Exercise A ->
Return, word for word, the part of the RAID apparatus description that begins at the words "The apparatus comprising a" and stops after "in the memory.".
Exercise B ->
In the RAID apparatus description, why does the control logic "track a number of descriptors to be processed"?

Document section ->
#####
The apparatus comprising a descriptor decoder First In First Order (FIFO) to store the first descriptor and the second descriptor and to maintain required order of the descriptors irrespective of the order in which the descriptors are processed by the first logic and the second logic. The second logic concurrently generates a P syndrome and a Q syndrome in a single pass through the second blocks of data.

The apparatus comprising upstream logic coupled to first and second logic to provide access to the memory.

The apparatus comprising control logic coupled to the first logic and the second logic, the control logic to track a number of descriptors to be processed in order to determine whether there is any work to be performed by the first logic and/or the second logic.

The first descriptor and the second descriptor are retrieved from a chain of descriptors stored in the memory.

The first logic and the second logic to concurrently determine each of the first descriptor and the second descriptor is a RAID descriptor or a non-RAID, the first logic to process the non-RAID descriptor and the second logic to process the RAID descriptor.

The apparatus further comprising an arbiter coupled to the first logic and the second logic, the arbiter to provide exclusive access to the plurality of second sources to the second logic for a dynamically expandable time period.

The arbiter determines from system resources whether to allocate the dynamically expandable time period to the second sources.

The fetch logic to break up an initial data transfer size greater than a data transfer size supported by a DMA channel into smaller transfer lengths supported by the DMA channel by recycling the initial descriptor for use by subsequent data transfer operations by modifying address fields in the initial descriptor until the initial block size has been transferred using a plurality of separate DMA operations with each DMA operation having a data transfer size less than or equal to the data transfer size supported by the DMA channel. A single interrupt is generated after the initial block size has been transferred.

The first logic maps a plurality of variable length RAID streams generated by the RAID operation to a single output logical stream. The plurality of variable length streams can include a P syndrome, a Q syndrome and a completion stream.

The second logic manages data misalignment of data read from the plurality of second sources. The number of second sources can be 10 for a validate operation and 8 for a generation operation. The second logic manages alignment of data to be written to a destination to store a result of the RAID operation. The result can include a P syndrome and a Q syndrome for a RAID 6 system.

The second logic manages out of order completions for the RAID operation.

In an embodiment, the plurality of sources is 2 to 10.

The second logic to handle an extended descriptor to identify other sources in addition to the plurality of sources identified in a base descriptor. The second logic to handle both extended descriptors and base descriptors during normal operation and to handle extended descriptors upon detecting a command to suspend processing of descriptors or a command to reset processing of descriptors.
#####
Extracted data ->
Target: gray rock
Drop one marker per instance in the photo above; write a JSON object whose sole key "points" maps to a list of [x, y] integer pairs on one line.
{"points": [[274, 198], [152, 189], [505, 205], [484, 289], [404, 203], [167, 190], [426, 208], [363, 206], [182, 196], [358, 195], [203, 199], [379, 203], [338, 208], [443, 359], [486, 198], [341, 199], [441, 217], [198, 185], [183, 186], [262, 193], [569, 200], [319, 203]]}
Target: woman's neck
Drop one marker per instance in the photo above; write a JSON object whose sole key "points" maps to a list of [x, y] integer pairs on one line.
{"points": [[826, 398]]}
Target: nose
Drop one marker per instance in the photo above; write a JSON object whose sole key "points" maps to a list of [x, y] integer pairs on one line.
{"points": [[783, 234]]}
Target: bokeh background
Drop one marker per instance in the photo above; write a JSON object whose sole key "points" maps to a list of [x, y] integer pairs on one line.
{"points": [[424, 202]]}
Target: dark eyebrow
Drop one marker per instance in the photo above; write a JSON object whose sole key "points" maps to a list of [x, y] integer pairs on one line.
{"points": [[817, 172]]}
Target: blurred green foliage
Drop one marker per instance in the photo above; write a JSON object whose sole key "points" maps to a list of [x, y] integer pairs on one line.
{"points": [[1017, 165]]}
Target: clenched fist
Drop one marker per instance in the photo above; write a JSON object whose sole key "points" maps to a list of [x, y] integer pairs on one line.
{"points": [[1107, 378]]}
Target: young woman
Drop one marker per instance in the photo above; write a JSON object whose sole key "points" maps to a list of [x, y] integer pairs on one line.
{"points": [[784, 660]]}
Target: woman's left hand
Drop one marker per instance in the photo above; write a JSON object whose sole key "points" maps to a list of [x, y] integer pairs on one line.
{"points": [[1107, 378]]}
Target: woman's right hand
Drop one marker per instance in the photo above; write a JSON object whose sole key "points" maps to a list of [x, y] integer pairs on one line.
#####
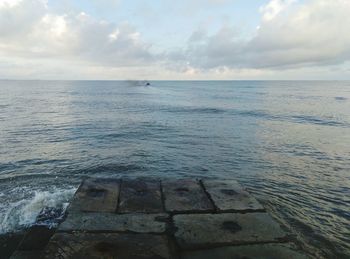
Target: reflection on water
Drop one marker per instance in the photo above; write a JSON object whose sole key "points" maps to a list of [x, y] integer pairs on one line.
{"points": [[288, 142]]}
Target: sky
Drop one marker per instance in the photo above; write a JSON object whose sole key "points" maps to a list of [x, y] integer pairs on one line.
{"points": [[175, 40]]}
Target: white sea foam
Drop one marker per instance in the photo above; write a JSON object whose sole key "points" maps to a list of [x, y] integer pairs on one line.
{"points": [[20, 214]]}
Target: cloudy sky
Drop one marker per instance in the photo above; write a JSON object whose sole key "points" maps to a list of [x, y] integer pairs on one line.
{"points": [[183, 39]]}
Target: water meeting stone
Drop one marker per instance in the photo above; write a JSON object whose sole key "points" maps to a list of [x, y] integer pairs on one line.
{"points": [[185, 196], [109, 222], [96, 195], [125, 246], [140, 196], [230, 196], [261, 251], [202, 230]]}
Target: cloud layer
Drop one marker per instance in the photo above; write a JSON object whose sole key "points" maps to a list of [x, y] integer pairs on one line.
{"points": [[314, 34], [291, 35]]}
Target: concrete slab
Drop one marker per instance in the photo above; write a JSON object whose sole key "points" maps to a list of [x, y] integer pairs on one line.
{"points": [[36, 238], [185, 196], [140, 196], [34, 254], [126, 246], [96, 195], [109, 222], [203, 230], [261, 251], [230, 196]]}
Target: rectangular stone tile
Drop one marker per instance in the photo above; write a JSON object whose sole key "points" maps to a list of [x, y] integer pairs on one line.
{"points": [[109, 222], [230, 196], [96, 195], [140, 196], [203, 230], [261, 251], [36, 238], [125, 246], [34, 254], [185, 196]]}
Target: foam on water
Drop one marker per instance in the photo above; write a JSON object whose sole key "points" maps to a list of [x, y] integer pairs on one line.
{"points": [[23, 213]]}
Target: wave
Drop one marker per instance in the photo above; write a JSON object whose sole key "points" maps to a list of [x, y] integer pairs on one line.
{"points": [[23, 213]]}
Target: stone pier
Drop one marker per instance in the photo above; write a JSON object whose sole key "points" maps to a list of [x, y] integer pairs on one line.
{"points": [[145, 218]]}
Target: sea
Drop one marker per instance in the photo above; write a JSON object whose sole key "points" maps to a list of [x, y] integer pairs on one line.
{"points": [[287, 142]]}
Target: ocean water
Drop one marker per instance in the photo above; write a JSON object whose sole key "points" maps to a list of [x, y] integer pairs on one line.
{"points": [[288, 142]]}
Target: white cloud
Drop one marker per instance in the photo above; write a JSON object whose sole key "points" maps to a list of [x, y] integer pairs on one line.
#####
Exercise response A ->
The apparatus comprising a descriptor decoder First In First Order (FIFO) to store the first descriptor and the second descriptor and to maintain required order of the descriptors irrespective of the order in which the descriptors are processed by the first logic and the second logic. The second logic concurrently generates a P syndrome and a Q syndrome in a single pass through the second blocks of data.

The apparatus comprising upstream logic coupled to first and second logic to provide access to the memory.

The apparatus comprising control logic coupled to the first logic and the second logic, the control logic to track a number of descriptors to be processed in order to determine whether there is any work to be performed by the first logic and/or the second logic.

The first descriptor and the second descriptor are retrieved from a chain of descriptors stored in the memory.

Exercise response B ->
The control logic tracks the number of descriptors to be processed so it can determine whether the first logic, the second logic, or both have any work to perform.